**** PROVIDED TEXT

Christoph Hellwig April 10, 2020, 7:10 a.m. UTC | #1

I've just been auditing the bio code for now and have a few suggestions:

 - we really should be reusing the passthrough bio handling for
   zone append instead of reinventing it
 - I think __bio_iov_iter_get_pages should be split into a separate
   append version.  That matches the bvec split (which we fail to
   handle properly for append), avoids a branch for every page in
   the fast path and generall seems to look cleaner.

Patch on top of your whole branch attached:

diff --git a/block/bio.c b/block/bio.c
index 4029a48f3828..dd84bd5adc24 100644
--- a/block/bio.c
+++ b/block/bio.c
@@ -679,54 +679,6 @@ struct bio *bio_clone_fast(struct bio *bio, gfp_t gfp_mask, struct bio_set *bs)
 }
 EXPORT_SYMBOL(bio_clone_fast);
 
-static bool bio_try_merge_zone_append_page(struct bio *bio, struct page *page,
-					   unsigned int len, unsigned int off,
-					   bool *same_page)
-{
-	struct request_queue *q = bio->bi_disk->queue;
-	struct bio_vec *bv;
-	unsigned long mask = queue_segment_boundary(q);
-	phys_addr_t addr1, addr2;
-
-	if (bio->bi_vcnt < 1)
-		return false;
-
-	bv = &bio->bi_io_vec[bio->bi_vcnt - 1];
-
-	addr1 = page_to_phys(bv->bv_page) + bv->bv_offset;
-	addr2 = page_to_phys(page) + off + len - 1;
-
-	if ((addr1 | mask) != (addr2 | mask))
-		return false;
-	if (bv->bv_len + len > queue_max_segment_size(q))
-		return false;
-	return __bio_try_merge_page(bio, page, len, off, same_page);
-}
-
-static int bio_add_append_page(struct bio *bio, struct page *page, unsigned len,
-			       size_t offset)
-{
-	struct request_queue *q = bio->bi_disk->queue;
-	unsigned int max_append_sectors = queue_max_zone_append_sectors(q);
-	bool same_page = false;
-
-	if (WARN_ON_ONCE(!max_append_sectors))
-		return 0;
-
-	if (((bio->bi_iter.bi_size + len) >> 9) > max_append_sectors)
-		return 0;
-
-	if (bio_try_merge_zone_append_page(bio, page, len, offset, &same_page))
-		return len;
-
-	if (bio->bi_vcnt >= queue_max_segments(q))
-		return 0;
-
-	__bio_add_page(bio, page, len, offset);
-
-	return len;
-}
-
 static inline bool page_is_mergeable(const struct bio_vec *bv,
 		struct page *page, unsigned int len, unsigned int off,
 		bool *same_page)

********
**** DATA EXTRACT

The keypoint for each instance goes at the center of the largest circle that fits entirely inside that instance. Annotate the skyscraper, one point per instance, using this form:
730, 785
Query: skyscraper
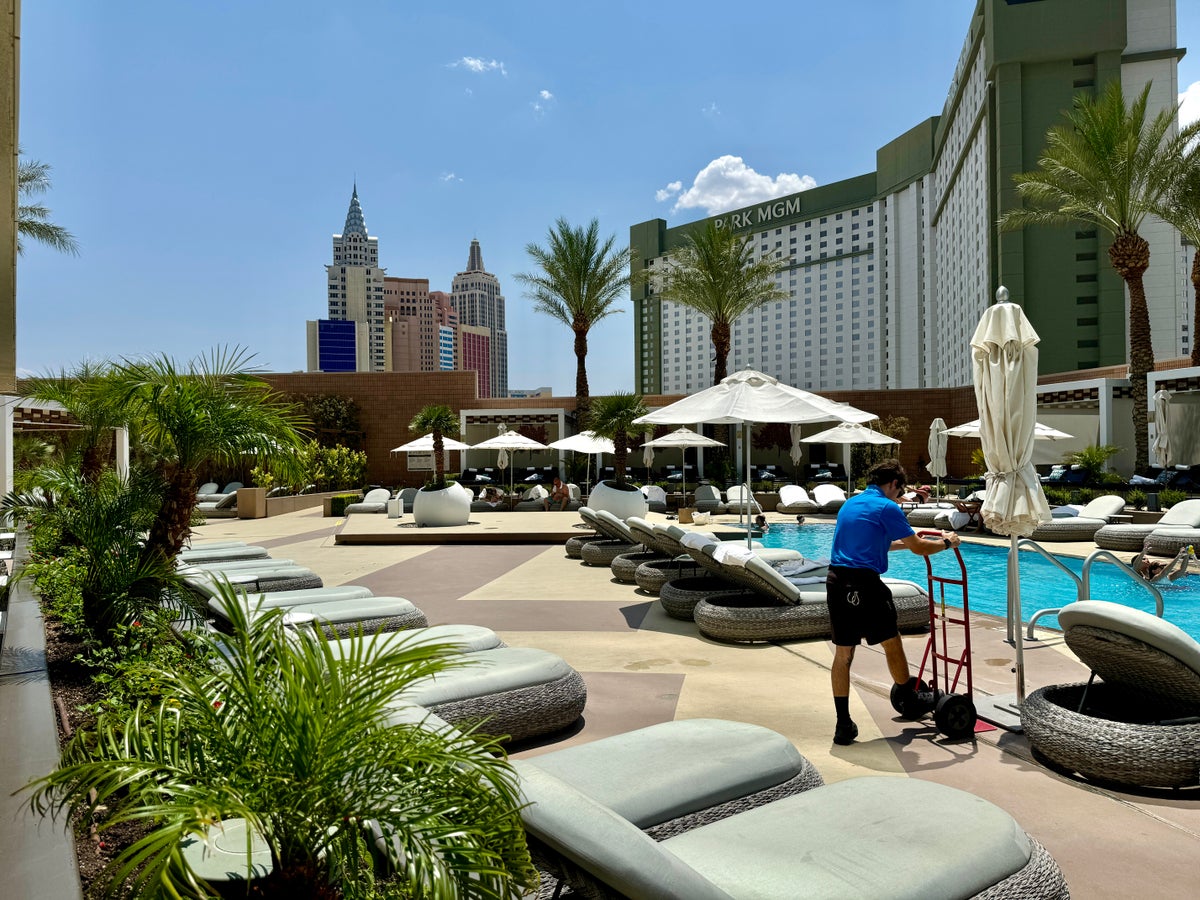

********

__JOBS__:
**a)** What local variables does the function bio_try_merge_zone_append_page declare in the patch email?
**b)** Can you copy the patch email word for word, from "Patch on top" to "struct bio_set *bs)"?
The material is separate from the patch email.

__EXERCISE SOLUTIONS__:
**a)** q, bv, mask, addr1, addr2

**b)**
Patch on top of your whole branch attached:

diff --git a/block/bio.c b/block/bio.c
index 4029a48f3828..dd84bd5adc24 100644
--- a/block/bio.c
+++ b/block/bio.c
@@ -679,54 +679,6 @@ struct bio *bio_clone_fast(struct bio *bio, gfp_t gfp_mask, struct bio_set *bs)